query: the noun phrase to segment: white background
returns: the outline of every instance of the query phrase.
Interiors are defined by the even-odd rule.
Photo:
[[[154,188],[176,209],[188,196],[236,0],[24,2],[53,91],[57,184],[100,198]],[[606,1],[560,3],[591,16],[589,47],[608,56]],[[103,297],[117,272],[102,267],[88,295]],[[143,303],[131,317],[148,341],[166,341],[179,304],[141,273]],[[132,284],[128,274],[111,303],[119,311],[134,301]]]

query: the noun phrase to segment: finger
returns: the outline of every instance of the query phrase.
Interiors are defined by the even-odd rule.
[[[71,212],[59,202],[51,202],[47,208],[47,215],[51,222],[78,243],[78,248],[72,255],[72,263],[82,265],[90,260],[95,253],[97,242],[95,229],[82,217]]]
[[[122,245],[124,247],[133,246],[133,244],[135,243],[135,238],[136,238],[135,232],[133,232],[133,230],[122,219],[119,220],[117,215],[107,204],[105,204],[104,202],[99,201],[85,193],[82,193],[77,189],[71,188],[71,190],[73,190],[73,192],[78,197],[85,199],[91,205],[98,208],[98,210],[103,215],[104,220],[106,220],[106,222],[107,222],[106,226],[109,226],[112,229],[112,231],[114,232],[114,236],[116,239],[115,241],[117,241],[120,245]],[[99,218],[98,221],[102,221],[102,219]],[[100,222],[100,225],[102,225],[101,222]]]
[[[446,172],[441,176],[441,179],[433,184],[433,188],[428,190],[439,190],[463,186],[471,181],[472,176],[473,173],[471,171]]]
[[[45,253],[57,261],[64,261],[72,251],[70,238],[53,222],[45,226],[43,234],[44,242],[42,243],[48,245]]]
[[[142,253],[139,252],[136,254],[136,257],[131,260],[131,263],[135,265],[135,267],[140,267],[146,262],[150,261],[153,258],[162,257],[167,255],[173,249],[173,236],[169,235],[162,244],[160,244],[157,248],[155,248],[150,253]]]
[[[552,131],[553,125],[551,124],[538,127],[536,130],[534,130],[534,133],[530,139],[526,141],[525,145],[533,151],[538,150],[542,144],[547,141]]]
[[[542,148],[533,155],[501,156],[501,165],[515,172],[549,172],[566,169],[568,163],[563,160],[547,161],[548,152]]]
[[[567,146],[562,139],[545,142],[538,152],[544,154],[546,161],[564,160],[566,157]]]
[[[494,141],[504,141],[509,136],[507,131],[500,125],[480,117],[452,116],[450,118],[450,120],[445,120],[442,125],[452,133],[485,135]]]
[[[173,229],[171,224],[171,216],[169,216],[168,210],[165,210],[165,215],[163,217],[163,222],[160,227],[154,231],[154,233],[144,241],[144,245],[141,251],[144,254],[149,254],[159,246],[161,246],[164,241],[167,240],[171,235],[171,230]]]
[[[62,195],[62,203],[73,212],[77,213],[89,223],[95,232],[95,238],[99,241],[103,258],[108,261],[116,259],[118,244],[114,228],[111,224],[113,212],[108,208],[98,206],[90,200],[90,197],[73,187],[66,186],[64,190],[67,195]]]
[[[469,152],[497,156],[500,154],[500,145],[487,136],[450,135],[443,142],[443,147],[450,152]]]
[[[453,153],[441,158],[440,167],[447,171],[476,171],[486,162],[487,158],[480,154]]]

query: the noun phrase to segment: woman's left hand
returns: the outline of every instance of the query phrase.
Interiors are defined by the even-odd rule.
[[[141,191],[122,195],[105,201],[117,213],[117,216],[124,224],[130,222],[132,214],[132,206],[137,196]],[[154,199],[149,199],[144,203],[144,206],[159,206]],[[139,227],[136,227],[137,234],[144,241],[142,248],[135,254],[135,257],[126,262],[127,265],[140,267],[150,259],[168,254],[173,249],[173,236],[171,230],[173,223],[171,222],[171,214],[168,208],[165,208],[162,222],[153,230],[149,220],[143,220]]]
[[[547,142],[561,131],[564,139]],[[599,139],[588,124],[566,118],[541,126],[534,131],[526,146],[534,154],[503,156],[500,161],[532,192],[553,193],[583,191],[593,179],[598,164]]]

__GOAL__: Write out the records shown above, exactly as they appear.

__TASK RESULT__:
query: the noun phrase to segment: white background
returns: the outline of every instance of the query phrase.
Interiors are defined by the even-odd rule.
Photo:
[[[154,188],[176,209],[188,196],[236,0],[24,2],[53,91],[57,184],[100,198]],[[606,1],[560,3],[591,16],[589,47],[608,56]],[[103,297],[117,272],[102,267],[88,295]],[[143,303],[131,317],[148,341],[166,341],[179,304],[141,273]],[[132,284],[128,274],[111,303],[119,311],[134,301]]]

query: the noun phrase to segment: finger
returns: the outline of every instance of the query phrase.
Interiors are defined by the even-odd rule.
[[[71,212],[59,202],[51,202],[47,208],[47,215],[51,222],[78,243],[78,248],[72,255],[72,263],[82,265],[90,260],[95,253],[97,242],[95,229],[82,217]]]
[[[122,245],[124,247],[133,246],[133,244],[135,243],[135,238],[136,238],[135,232],[133,232],[133,230],[122,219],[119,220],[117,215],[107,204],[105,204],[104,202],[99,201],[85,193],[82,193],[77,189],[71,188],[71,190],[73,190],[73,192],[78,197],[85,199],[91,205],[98,208],[98,210],[103,215],[104,220],[106,220],[106,222],[107,222],[106,226],[109,226],[112,229],[112,231],[114,232],[114,236],[116,239],[115,241],[117,241],[120,245]],[[99,218],[98,221],[102,221],[102,219]],[[100,222],[100,225],[102,225],[101,222]]]
[[[446,172],[441,176],[441,179],[433,184],[433,188],[428,190],[439,190],[463,186],[471,181],[472,176],[473,173],[471,171]]]
[[[45,253],[57,261],[64,261],[72,251],[70,238],[53,222],[45,226],[43,234],[44,242],[42,243],[48,245]]]
[[[142,253],[139,252],[136,254],[136,257],[131,260],[131,263],[135,265],[135,267],[140,267],[146,262],[150,261],[153,258],[162,257],[167,255],[173,249],[173,236],[169,235],[162,244],[160,244],[157,248],[155,248],[150,253]]]
[[[552,131],[553,125],[551,124],[538,127],[536,130],[534,130],[534,133],[530,139],[526,141],[525,145],[533,151],[538,150],[542,144],[547,141]]]
[[[542,148],[533,155],[501,156],[501,165],[515,172],[549,172],[566,169],[568,163],[563,160],[547,161],[548,152]]]
[[[567,146],[562,139],[545,142],[538,152],[544,154],[546,161],[564,160],[566,157]]]
[[[494,141],[504,141],[509,136],[507,131],[500,125],[480,117],[452,116],[450,118],[450,120],[445,120],[442,125],[452,133],[485,135]]]
[[[173,229],[171,224],[171,216],[169,216],[168,210],[165,210],[165,215],[163,217],[163,222],[160,227],[154,231],[154,233],[144,241],[144,245],[141,251],[144,254],[149,254],[159,246],[161,246],[164,241],[167,240],[171,235],[171,230]]]
[[[62,195],[62,203],[73,212],[77,213],[89,223],[95,232],[95,238],[99,241],[103,258],[108,261],[116,259],[118,244],[114,228],[111,224],[113,212],[108,208],[98,206],[90,200],[90,197],[73,187],[66,186],[64,190],[67,195]]]
[[[469,152],[497,156],[500,154],[500,145],[487,136],[450,135],[443,142],[443,147],[450,152]]]
[[[453,153],[441,158],[440,167],[447,171],[476,171],[486,162],[487,158],[480,154]]]

query: the noun phrase to segment: woman's left hand
returns: the outline of every instance of the query phrase.
Interiors are defined by the even-odd rule.
[[[141,191],[122,195],[105,201],[117,213],[117,216],[124,224],[130,222],[132,214],[132,206],[137,196]],[[154,199],[149,199],[144,203],[144,206],[159,206]],[[139,227],[136,227],[137,234],[144,241],[142,248],[135,254],[135,257],[126,262],[127,265],[140,267],[150,259],[168,254],[173,249],[173,236],[171,230],[173,223],[171,222],[171,214],[168,208],[165,208],[162,222],[153,230],[149,220],[143,220]]]
[[[547,142],[561,131],[564,139]],[[599,139],[588,124],[566,118],[541,126],[534,131],[526,146],[534,154],[503,156],[500,161],[532,192],[553,193],[583,191],[593,179],[598,164]]]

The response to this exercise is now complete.